* Given task *
Copy out the records below without any change, from the line containing "Give the segmentation of every instance of the interior" through the line containing "[[184,49],[186,114],[212,119],[211,39],[185,43]]", with both of those lines included.

Labeled area outline entries:
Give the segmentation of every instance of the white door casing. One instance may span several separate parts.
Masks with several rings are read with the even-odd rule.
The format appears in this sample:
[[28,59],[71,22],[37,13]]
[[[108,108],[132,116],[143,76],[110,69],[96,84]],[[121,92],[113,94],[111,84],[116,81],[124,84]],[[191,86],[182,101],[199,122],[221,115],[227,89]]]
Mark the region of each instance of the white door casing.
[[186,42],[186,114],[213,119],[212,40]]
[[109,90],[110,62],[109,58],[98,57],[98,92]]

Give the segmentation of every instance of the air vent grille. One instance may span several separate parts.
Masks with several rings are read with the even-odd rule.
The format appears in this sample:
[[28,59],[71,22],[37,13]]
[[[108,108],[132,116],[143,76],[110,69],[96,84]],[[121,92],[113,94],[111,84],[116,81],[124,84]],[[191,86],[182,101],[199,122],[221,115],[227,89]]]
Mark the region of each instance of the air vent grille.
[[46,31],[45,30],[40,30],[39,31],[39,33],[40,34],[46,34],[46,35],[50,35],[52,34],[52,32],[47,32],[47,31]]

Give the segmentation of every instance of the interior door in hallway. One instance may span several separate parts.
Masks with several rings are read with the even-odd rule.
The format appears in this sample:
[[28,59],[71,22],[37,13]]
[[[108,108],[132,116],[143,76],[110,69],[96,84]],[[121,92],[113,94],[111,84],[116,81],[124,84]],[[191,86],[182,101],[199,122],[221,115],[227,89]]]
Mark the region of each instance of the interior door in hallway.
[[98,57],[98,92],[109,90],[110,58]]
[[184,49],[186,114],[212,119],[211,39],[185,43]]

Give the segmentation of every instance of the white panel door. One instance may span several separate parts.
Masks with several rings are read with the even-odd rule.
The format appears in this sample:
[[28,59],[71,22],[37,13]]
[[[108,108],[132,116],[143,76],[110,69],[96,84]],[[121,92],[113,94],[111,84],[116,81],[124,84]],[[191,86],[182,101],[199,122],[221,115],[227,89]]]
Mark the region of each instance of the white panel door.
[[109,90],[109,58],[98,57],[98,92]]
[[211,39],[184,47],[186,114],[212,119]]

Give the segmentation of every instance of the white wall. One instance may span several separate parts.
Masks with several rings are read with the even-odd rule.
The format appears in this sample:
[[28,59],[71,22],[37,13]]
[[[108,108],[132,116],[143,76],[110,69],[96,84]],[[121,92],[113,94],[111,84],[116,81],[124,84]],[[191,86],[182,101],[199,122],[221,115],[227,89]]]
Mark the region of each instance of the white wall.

* The output *
Give the segmentation of every instance of the interior door in hallway. One instance may span several separate parts.
Masks with several rings are read with the even-odd rule.
The format appears in this sample:
[[28,59],[71,22],[37,13]]
[[[108,108],[132,116],[143,76],[110,69],[96,84]],[[121,92],[113,94],[111,84],[116,81],[124,84]],[[191,86],[182,101],[199,122],[221,115],[227,89]]]
Mark the region of each instance of the interior door in hallway.
[[98,57],[98,92],[109,90],[110,58]]
[[184,49],[186,114],[212,119],[211,39],[185,43]]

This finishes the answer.